▸ Directions for this task
Write down exactly the lines from the one with "One dot marks each instance of the autumn" to the end of the data, first and last included, and no others.

▸ Items listed in a dataset
┄┄┄┄┄┄

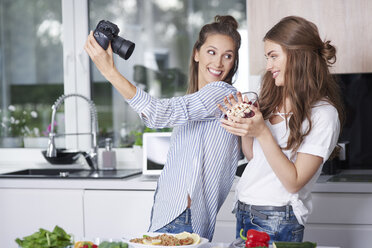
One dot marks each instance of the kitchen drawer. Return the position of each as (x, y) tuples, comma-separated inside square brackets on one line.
[(341, 208)]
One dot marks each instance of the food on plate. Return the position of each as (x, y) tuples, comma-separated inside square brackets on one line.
[(45, 238), (255, 238), (184, 238), (106, 244), (306, 244), (242, 110), (85, 244)]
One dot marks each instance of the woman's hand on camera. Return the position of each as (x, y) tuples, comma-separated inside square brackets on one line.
[(103, 59)]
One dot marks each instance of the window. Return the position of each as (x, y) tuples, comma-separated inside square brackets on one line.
[(42, 57), (31, 65), (164, 33)]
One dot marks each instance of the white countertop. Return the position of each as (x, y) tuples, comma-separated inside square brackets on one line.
[(135, 182)]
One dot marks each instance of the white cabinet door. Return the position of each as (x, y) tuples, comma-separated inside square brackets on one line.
[(24, 211), (117, 213), (345, 236), (226, 221)]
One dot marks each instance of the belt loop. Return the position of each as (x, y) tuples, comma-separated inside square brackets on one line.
[(287, 207), (188, 215)]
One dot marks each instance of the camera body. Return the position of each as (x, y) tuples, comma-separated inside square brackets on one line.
[(107, 32)]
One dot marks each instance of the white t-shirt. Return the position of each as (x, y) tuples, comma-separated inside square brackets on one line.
[(260, 186)]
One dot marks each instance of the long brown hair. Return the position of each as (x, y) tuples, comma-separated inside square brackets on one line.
[(226, 25), (307, 76)]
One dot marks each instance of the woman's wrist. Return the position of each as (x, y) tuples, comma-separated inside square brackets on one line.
[(264, 134)]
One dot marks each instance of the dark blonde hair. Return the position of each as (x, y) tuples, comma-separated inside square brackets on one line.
[(226, 25), (307, 76)]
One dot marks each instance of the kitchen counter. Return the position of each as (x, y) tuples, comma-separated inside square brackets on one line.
[(138, 183), (59, 197)]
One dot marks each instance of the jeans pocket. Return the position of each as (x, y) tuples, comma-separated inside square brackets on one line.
[(298, 233), (267, 225)]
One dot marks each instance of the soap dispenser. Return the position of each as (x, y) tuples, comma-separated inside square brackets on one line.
[(108, 156)]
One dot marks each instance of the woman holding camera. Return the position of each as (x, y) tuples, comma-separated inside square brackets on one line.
[(293, 132), (202, 159)]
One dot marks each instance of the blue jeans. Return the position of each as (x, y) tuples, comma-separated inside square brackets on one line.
[(280, 225), (180, 224)]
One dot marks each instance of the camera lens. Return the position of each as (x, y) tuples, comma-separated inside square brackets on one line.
[(124, 48)]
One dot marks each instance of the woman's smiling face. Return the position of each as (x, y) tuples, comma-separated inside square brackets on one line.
[(215, 59), (276, 61)]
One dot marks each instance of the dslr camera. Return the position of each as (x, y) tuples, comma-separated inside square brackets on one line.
[(107, 32)]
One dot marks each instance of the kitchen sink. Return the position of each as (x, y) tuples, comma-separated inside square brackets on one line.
[(71, 173)]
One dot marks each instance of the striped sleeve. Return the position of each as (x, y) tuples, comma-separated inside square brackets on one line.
[(160, 113)]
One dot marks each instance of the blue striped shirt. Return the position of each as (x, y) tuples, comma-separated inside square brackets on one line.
[(202, 157)]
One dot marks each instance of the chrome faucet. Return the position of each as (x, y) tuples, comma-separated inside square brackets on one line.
[(92, 156)]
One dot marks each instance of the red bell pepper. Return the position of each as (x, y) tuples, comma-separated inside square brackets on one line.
[(255, 238)]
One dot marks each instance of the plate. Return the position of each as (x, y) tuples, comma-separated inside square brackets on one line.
[(137, 245)]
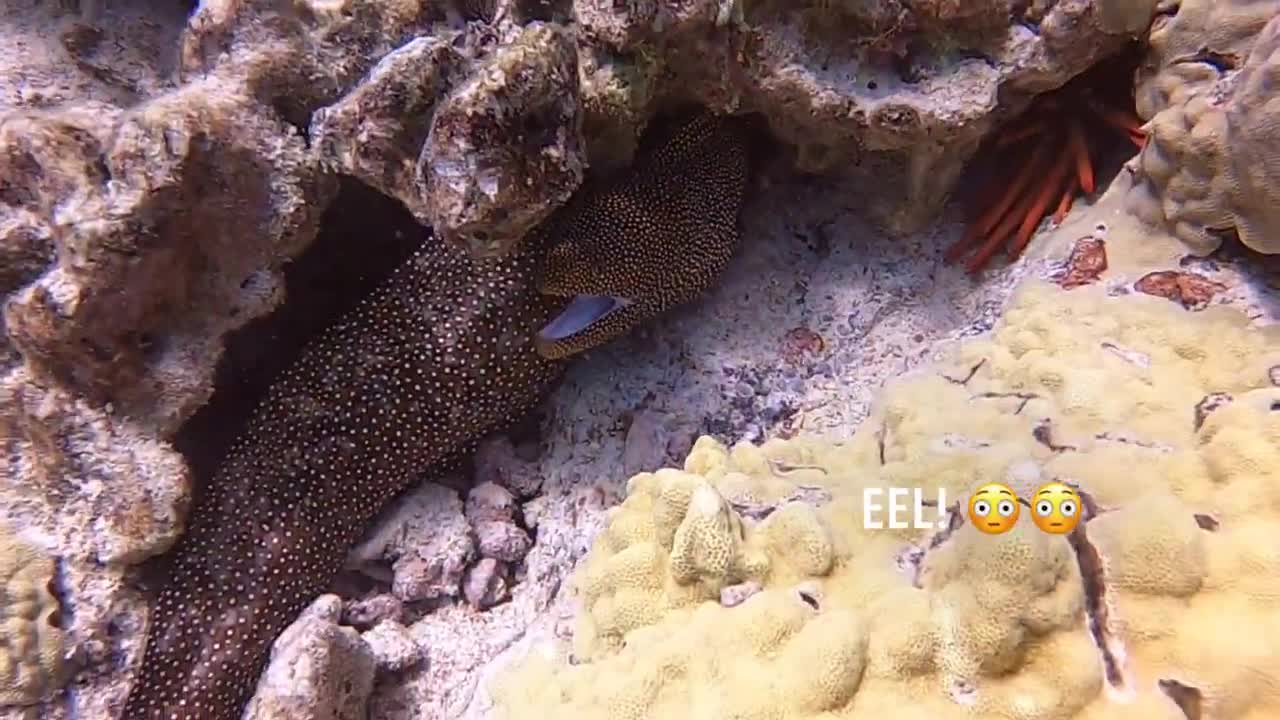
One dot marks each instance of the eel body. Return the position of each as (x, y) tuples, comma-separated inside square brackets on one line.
[(444, 351)]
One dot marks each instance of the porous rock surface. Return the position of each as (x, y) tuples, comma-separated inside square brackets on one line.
[(158, 171)]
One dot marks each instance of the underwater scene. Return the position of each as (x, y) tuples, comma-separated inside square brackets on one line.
[(639, 360)]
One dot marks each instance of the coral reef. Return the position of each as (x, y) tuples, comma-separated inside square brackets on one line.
[(320, 670), (442, 352), (158, 171), (32, 647), (1207, 87), (1164, 596), (1048, 156)]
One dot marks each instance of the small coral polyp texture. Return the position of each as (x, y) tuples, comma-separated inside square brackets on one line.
[(746, 586), (31, 637)]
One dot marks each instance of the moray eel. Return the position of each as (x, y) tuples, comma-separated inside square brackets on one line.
[(447, 350)]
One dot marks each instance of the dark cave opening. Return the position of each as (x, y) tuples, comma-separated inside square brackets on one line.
[(1107, 83), (364, 236)]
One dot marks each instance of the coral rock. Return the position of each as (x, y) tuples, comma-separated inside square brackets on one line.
[(506, 146), (426, 540), (1210, 165), (319, 670), (32, 646), (1164, 596)]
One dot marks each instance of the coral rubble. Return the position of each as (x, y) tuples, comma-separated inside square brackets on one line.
[(1168, 583)]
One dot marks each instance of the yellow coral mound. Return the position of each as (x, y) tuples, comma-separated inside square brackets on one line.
[(31, 637), (1164, 605)]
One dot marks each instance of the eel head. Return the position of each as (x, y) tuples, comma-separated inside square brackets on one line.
[(654, 238)]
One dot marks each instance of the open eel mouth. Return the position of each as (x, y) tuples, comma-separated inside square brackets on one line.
[(580, 314)]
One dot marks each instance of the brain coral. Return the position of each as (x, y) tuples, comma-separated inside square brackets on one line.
[(31, 637), (1164, 604)]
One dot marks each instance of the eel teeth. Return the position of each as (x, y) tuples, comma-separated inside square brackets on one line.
[(583, 311)]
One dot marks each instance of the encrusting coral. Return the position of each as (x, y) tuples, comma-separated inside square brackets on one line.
[(749, 586), (32, 662), (1211, 167)]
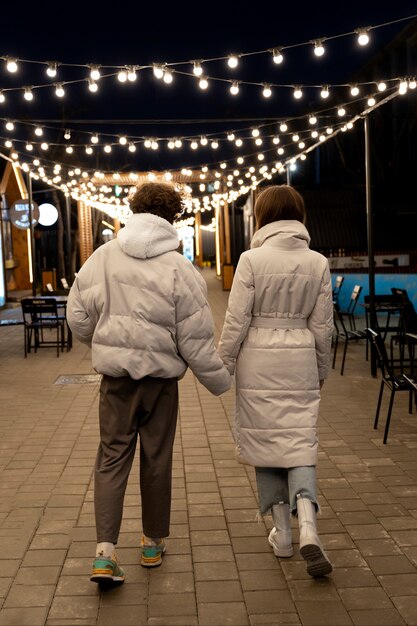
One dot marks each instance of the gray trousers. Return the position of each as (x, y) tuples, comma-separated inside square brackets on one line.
[(128, 408)]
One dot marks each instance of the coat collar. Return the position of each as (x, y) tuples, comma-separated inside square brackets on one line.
[(282, 232)]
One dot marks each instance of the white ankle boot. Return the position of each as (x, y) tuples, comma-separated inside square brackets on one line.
[(310, 547), (280, 536)]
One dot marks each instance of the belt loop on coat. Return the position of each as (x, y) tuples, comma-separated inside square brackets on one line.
[(278, 322)]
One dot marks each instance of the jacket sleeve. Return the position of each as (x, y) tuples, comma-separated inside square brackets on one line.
[(81, 324), (195, 333), (320, 323), (238, 314)]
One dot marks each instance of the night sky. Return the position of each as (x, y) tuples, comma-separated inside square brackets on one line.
[(90, 33)]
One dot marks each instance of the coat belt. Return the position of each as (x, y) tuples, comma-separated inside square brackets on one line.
[(278, 322)]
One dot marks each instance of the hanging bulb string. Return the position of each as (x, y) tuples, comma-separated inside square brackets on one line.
[(212, 59)]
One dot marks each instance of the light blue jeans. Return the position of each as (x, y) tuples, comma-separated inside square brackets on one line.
[(282, 484)]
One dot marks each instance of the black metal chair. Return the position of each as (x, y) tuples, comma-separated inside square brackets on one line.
[(345, 335), (350, 311), (40, 315), (336, 289), (394, 383)]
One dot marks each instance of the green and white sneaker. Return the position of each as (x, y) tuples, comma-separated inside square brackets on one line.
[(107, 570), (152, 552)]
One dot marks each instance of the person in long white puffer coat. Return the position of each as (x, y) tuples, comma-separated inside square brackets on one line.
[(142, 308), (277, 339)]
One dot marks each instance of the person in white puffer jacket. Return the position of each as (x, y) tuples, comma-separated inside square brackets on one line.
[(142, 307), (277, 337)]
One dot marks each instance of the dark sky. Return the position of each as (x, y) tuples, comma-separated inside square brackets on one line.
[(139, 33)]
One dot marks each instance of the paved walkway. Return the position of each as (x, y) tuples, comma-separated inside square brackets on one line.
[(219, 568)]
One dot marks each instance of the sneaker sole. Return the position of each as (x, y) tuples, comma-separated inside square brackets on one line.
[(317, 564), (281, 552)]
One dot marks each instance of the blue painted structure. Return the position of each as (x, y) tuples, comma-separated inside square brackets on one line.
[(383, 284)]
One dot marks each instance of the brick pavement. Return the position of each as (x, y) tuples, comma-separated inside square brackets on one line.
[(219, 568)]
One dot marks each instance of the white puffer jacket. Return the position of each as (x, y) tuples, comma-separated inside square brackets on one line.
[(277, 333), (143, 309)]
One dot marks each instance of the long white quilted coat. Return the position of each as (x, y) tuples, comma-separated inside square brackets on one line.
[(277, 335), (142, 307)]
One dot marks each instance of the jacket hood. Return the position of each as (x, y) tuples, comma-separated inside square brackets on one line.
[(147, 235), (284, 230)]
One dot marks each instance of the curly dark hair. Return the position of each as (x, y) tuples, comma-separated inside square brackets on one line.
[(161, 199)]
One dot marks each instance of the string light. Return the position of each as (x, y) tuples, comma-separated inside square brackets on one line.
[(267, 91), (363, 37), (51, 70), (59, 91), (11, 65), (28, 94), (232, 61), (234, 88), (277, 56), (197, 69), (318, 48)]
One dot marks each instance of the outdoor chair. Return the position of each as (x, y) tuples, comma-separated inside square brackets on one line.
[(394, 383), (345, 335), (336, 289), (41, 315), (350, 311)]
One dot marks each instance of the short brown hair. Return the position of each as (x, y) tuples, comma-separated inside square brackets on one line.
[(161, 199), (279, 202)]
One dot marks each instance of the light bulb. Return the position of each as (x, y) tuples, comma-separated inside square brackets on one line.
[(168, 77), (28, 94), (267, 91), (59, 91), (363, 37), (318, 48), (11, 65), (158, 71), (197, 69), (95, 72), (234, 89), (277, 56)]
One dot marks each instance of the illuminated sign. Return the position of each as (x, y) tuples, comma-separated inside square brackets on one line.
[(19, 214)]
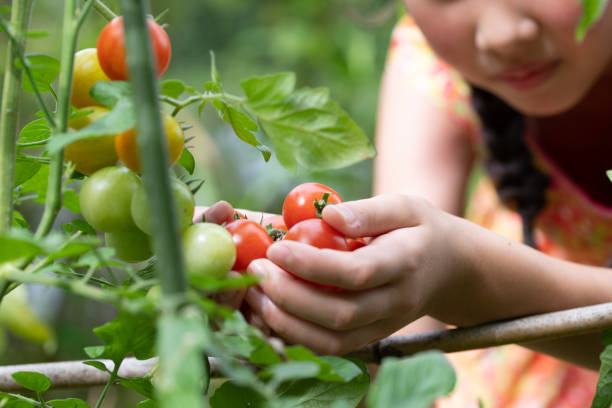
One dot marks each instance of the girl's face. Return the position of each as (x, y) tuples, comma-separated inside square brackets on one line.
[(524, 51)]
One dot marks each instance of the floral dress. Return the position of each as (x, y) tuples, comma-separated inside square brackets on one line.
[(571, 227)]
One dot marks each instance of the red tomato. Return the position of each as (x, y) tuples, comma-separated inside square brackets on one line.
[(300, 205), (355, 243), (111, 49), (251, 241)]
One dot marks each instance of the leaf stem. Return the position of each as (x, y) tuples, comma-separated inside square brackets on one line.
[(20, 15)]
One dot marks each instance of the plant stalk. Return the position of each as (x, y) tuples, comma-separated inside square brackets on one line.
[(20, 16)]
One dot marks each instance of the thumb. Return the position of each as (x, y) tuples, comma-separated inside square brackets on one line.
[(375, 216)]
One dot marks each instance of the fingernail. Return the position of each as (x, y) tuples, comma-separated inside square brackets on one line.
[(348, 216), (278, 253)]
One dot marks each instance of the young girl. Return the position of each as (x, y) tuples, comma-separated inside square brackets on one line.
[(505, 81)]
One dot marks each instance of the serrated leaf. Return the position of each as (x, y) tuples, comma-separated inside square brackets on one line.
[(141, 385), (68, 403), (414, 382), (187, 161), (17, 243), (44, 70), (235, 396), (172, 88), (591, 12), (307, 128), (127, 333), (120, 119), (32, 380), (180, 359), (35, 131), (97, 364), (25, 169)]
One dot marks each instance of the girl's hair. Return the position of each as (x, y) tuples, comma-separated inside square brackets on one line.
[(519, 183)]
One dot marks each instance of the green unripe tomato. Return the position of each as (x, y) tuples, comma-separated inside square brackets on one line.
[(184, 204), (106, 197), (208, 249), (131, 245)]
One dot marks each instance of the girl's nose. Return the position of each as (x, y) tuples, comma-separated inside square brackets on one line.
[(502, 30)]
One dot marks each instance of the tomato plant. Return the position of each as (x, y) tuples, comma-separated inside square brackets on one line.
[(304, 200), (86, 73), (111, 48), (127, 147), (106, 198), (251, 240), (183, 201), (208, 249), (90, 155)]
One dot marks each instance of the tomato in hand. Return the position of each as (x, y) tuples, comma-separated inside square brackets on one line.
[(111, 49), (184, 205), (299, 203), (86, 73), (131, 245), (317, 233), (106, 197), (208, 250), (90, 155), (127, 146), (251, 240)]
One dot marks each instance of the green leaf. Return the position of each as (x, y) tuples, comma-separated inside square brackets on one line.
[(68, 403), (187, 161), (307, 128), (17, 243), (603, 392), (97, 364), (35, 131), (314, 393), (109, 93), (25, 169), (236, 396), (141, 385), (180, 358), (591, 12), (120, 119), (32, 380), (127, 333), (71, 201), (414, 382), (44, 70), (172, 88)]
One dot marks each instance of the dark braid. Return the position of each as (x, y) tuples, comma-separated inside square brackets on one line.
[(519, 183)]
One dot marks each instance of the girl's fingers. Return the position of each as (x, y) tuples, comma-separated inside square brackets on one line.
[(313, 336), (375, 216), (330, 308), (376, 264)]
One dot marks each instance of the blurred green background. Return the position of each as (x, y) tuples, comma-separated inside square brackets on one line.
[(338, 44)]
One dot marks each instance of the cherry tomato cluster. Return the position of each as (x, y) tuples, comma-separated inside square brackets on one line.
[(107, 62), (300, 221)]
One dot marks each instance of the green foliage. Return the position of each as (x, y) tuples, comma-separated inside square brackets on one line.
[(413, 382)]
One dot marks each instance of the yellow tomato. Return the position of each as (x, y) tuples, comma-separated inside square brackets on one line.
[(127, 148), (86, 73), (91, 154)]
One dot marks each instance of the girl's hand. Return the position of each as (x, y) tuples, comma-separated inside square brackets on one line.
[(405, 272)]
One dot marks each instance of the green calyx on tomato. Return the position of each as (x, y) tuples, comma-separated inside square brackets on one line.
[(111, 49), (184, 204), (92, 154), (208, 250), (106, 198)]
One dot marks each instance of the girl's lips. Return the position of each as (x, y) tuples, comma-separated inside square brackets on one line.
[(530, 76)]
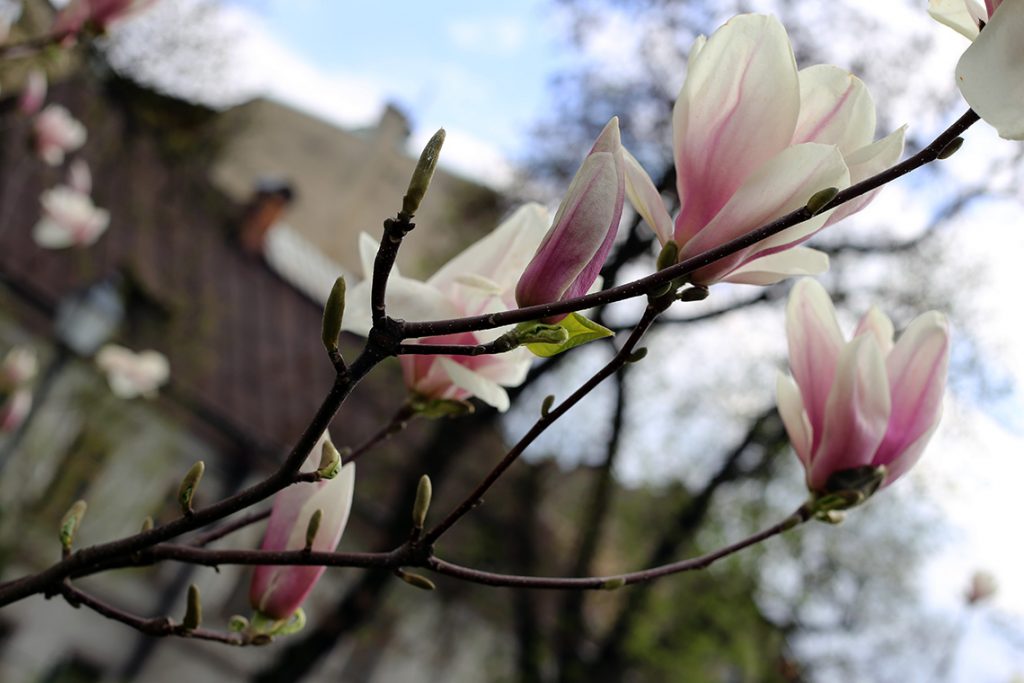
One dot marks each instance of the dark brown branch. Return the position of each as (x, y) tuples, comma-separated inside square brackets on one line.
[(570, 626), (546, 421), (159, 627), (396, 424), (612, 582), (653, 282), (394, 231)]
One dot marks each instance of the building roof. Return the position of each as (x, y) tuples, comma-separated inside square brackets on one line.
[(244, 344)]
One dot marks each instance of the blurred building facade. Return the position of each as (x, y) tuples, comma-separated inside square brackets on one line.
[(226, 232)]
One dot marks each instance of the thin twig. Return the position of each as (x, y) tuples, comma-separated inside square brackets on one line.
[(683, 268), (612, 582), (546, 421), (397, 423), (161, 626)]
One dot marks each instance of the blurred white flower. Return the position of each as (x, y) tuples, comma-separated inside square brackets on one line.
[(70, 219), (131, 374), (57, 132), (34, 93)]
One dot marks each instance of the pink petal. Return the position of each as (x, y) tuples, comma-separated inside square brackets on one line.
[(737, 109), (815, 344), (856, 412), (916, 370), (782, 184)]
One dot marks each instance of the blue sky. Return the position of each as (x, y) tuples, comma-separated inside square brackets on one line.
[(478, 70)]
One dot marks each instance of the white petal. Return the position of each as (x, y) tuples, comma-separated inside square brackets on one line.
[(502, 255), (737, 109), (781, 185), (645, 199), (856, 413), (51, 235), (864, 163), (878, 324), (990, 73), (954, 13), (835, 109), (774, 267), (798, 425), (486, 390)]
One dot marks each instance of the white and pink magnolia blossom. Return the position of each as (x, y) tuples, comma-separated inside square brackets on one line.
[(569, 258), (101, 13), (34, 93), (754, 138), (276, 591), (56, 132), (70, 219), (79, 176), (480, 280), (866, 401), (130, 374), (990, 73)]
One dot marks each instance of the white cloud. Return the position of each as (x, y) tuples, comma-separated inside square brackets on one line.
[(493, 35), (468, 156)]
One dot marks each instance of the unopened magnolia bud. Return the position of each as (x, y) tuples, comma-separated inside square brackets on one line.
[(194, 609), (238, 624), (541, 334), (421, 176), (422, 504), (416, 580), (950, 147), (71, 521), (549, 400), (695, 293), (312, 527), (637, 355), (334, 311), (188, 485), (820, 200), (330, 461), (669, 255), (613, 584)]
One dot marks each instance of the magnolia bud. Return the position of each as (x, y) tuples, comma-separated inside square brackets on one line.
[(422, 504), (421, 176), (194, 609), (188, 485), (334, 311), (71, 521)]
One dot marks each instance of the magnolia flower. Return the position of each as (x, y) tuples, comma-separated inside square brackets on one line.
[(34, 93), (478, 281), (100, 12), (863, 402), (16, 372), (79, 176), (131, 374), (754, 139), (279, 591), (56, 133), (70, 219), (568, 260), (990, 74)]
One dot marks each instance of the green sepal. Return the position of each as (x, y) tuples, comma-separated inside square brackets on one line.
[(262, 625), (580, 329)]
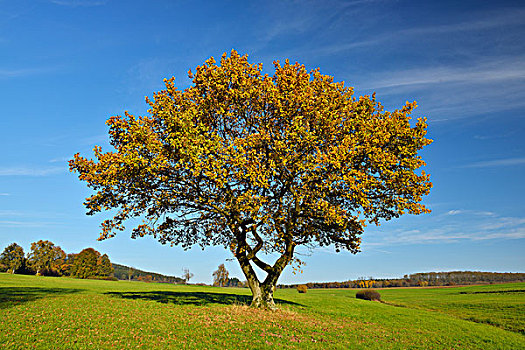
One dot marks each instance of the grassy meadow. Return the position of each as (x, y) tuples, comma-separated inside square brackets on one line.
[(65, 313)]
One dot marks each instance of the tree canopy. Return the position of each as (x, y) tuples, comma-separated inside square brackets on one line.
[(258, 163), (46, 258)]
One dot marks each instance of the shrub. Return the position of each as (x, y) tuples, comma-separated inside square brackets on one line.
[(302, 288), (368, 294)]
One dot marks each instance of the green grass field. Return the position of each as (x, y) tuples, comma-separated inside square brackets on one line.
[(64, 313)]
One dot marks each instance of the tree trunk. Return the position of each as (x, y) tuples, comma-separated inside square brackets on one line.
[(262, 297)]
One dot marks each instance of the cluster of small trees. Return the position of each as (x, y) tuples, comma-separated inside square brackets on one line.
[(46, 258), (221, 278), (133, 274), (450, 278)]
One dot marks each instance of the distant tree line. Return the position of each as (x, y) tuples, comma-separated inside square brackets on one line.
[(48, 259), (123, 272), (423, 279), (221, 278)]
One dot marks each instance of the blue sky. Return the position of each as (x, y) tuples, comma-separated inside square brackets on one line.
[(68, 65)]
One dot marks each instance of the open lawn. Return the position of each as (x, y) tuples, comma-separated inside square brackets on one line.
[(65, 313)]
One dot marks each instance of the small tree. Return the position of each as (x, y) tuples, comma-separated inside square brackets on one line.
[(45, 258), (220, 277), (302, 288), (104, 267), (259, 164), (12, 258), (187, 275)]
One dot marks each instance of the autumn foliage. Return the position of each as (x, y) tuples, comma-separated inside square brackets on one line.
[(368, 294), (259, 164)]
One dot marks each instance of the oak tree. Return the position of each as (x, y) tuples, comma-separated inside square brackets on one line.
[(258, 163)]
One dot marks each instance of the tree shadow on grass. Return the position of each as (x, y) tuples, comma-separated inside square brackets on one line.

┄┄┄┄┄┄

▸ Exercise solution
One dot marks each instance of the autumn foliage. Return the position of each as (x, y) tuples, comma-separated inside square brackets on one line.
[(368, 294), (259, 164)]
One dot marks each instance of the oak tree. Return the position of each as (x, y) tuples, comma-separated inside square brackets on one line.
[(258, 163)]
One dot marks each instance of the tree shadow on grass. Return the position of each as (x, y) tuples, comma-separated inside square brackets on one line.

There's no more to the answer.